Exercise instructions:
Your answer must be the line holding "Query: black alloy wheel" followed by every later line through the end of the entries, exactly as written.

Supplied entries:
----------------------------------------
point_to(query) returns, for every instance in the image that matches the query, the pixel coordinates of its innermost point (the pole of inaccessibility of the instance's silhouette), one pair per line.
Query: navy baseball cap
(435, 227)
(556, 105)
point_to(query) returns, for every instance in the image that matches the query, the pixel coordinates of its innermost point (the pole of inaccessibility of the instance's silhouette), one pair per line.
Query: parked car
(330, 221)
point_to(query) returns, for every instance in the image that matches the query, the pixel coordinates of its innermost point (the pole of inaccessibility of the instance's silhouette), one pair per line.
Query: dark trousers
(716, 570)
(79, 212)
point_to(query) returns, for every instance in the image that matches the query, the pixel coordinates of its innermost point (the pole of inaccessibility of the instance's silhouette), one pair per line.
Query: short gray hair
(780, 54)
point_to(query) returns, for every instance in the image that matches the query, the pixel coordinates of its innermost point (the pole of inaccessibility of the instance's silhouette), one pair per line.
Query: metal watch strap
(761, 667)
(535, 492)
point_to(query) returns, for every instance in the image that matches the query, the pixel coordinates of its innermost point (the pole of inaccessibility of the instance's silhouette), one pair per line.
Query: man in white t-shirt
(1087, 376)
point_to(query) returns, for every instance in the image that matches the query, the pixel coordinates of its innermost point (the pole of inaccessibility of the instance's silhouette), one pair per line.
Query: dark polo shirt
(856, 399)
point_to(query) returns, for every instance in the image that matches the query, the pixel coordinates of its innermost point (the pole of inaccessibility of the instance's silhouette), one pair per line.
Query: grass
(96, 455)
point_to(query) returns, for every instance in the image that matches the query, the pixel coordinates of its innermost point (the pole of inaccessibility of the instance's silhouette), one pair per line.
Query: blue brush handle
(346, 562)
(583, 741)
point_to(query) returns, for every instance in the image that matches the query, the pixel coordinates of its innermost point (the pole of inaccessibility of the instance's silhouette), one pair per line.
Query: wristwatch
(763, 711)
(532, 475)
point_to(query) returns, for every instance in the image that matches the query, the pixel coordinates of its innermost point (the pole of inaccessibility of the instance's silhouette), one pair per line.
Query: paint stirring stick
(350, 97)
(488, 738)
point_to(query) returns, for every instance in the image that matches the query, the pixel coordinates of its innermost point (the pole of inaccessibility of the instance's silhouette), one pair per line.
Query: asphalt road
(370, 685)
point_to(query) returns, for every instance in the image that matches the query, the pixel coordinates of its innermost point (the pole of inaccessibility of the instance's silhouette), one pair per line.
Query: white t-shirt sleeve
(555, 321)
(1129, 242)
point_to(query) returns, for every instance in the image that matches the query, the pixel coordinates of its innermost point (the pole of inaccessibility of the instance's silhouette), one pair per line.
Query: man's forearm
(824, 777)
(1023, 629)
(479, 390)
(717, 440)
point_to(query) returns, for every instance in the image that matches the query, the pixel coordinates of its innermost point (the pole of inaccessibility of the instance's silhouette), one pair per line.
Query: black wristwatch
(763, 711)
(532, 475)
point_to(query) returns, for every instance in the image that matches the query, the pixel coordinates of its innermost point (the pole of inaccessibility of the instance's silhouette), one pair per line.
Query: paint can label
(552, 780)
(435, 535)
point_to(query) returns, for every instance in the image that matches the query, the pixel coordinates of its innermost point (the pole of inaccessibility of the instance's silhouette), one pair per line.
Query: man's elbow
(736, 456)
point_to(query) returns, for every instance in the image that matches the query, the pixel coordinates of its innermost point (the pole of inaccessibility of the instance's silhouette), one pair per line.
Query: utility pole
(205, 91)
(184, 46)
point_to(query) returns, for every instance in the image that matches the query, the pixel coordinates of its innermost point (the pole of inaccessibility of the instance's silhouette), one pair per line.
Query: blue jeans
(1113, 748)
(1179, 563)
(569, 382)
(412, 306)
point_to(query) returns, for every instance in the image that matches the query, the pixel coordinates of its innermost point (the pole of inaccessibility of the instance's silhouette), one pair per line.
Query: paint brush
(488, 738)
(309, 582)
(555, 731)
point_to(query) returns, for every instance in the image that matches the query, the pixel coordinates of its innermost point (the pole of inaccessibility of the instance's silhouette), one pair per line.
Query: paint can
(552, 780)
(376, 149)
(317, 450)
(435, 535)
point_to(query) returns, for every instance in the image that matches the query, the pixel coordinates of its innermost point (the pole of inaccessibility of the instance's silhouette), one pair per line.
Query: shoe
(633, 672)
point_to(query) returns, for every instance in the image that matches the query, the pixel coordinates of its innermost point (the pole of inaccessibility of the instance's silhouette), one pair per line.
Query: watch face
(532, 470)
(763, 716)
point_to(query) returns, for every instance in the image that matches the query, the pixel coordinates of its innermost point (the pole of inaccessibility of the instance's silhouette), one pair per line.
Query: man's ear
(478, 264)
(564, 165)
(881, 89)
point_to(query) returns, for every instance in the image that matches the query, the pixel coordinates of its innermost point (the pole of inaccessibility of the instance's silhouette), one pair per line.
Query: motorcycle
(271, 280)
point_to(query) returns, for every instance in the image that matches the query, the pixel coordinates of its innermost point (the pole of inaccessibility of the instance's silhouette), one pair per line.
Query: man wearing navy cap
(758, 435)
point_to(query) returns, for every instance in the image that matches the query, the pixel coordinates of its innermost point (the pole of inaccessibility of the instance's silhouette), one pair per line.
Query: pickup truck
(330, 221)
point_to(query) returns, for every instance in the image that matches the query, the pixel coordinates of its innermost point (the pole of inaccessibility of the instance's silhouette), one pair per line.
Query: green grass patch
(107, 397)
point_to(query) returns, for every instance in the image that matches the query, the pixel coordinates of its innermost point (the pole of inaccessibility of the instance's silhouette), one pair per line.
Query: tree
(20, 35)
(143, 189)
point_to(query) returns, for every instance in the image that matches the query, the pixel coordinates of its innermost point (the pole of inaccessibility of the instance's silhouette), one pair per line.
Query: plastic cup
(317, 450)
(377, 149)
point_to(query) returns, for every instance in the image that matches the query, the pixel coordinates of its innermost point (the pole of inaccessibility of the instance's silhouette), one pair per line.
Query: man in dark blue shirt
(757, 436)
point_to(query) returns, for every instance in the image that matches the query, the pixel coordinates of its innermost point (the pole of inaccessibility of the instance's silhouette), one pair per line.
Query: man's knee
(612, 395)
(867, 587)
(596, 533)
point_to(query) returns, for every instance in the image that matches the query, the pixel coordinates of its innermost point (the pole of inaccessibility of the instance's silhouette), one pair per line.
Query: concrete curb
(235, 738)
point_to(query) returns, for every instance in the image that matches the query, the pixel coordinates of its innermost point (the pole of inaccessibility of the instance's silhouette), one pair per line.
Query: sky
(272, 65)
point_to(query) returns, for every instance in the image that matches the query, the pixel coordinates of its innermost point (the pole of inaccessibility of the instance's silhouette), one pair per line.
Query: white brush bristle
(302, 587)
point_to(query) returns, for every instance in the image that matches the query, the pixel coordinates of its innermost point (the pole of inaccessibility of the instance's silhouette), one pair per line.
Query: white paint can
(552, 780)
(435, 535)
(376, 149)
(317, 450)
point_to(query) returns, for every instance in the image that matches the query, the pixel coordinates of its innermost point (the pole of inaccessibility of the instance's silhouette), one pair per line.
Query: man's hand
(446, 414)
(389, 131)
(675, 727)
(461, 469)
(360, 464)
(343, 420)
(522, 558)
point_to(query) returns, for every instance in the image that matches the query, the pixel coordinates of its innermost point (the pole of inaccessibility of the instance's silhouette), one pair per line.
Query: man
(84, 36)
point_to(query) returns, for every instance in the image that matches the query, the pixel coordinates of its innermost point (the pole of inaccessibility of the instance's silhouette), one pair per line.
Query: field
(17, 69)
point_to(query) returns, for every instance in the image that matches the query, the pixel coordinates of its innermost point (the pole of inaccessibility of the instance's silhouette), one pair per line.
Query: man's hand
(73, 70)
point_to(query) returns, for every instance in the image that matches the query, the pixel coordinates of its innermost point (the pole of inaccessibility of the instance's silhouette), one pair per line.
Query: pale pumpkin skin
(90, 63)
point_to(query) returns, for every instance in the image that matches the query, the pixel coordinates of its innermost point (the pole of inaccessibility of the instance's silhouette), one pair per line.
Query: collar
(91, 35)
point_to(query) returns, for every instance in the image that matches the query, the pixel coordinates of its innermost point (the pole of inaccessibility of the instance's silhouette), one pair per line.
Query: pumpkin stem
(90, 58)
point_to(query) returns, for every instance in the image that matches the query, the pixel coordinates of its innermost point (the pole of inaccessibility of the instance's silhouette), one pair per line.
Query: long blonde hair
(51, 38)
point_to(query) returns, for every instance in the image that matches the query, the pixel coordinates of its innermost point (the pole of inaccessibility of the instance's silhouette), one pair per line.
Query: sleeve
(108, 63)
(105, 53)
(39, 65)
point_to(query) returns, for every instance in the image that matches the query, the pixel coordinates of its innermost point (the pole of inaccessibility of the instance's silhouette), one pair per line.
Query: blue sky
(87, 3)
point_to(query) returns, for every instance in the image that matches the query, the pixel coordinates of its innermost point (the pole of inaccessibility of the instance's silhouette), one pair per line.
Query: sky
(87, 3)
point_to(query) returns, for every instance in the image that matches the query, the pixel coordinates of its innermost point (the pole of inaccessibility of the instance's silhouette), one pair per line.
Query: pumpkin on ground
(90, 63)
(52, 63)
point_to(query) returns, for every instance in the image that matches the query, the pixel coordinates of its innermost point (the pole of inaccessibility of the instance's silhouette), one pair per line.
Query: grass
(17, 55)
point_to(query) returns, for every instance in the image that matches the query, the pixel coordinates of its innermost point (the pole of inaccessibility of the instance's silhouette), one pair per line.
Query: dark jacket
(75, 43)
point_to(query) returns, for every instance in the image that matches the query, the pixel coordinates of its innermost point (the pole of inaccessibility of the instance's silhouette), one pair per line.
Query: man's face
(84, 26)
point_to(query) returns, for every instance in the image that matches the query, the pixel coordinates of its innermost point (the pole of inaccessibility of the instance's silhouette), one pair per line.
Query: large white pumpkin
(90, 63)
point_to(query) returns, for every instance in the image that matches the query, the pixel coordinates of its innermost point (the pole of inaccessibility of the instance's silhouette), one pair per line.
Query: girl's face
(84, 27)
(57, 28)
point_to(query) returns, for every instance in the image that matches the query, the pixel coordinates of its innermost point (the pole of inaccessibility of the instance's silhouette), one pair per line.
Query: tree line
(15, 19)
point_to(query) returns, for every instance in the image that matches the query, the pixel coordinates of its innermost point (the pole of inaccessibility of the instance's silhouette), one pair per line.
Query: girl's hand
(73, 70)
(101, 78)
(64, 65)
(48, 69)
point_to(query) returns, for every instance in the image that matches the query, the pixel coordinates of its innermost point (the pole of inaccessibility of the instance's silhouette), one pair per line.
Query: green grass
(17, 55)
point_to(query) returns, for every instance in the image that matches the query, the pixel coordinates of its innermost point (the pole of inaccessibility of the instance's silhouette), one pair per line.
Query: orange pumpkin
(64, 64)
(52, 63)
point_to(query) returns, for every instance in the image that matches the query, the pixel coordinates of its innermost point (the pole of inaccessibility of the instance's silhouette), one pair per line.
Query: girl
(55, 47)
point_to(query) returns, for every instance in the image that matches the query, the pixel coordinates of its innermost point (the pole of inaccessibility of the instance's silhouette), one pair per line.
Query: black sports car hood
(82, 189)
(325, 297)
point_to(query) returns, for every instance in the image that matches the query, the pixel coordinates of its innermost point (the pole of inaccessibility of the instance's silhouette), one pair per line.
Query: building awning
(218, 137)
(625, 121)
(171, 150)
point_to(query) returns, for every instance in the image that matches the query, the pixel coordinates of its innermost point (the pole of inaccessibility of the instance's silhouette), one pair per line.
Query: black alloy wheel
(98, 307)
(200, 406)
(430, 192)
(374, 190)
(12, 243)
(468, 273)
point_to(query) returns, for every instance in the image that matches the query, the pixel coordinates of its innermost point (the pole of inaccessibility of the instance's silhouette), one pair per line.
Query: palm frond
----------------------------------------
Response to this exercise:
Query: black alloy wheel
(98, 307)
(200, 406)
(430, 192)
(374, 190)
(12, 243)
(468, 273)
point_to(query) returns, for every instance in the image that matches the query, the pixel coordinates of its innermost point (the pole of inaccessibility of the instance's silhouette), one pair per line.
Query: palm frond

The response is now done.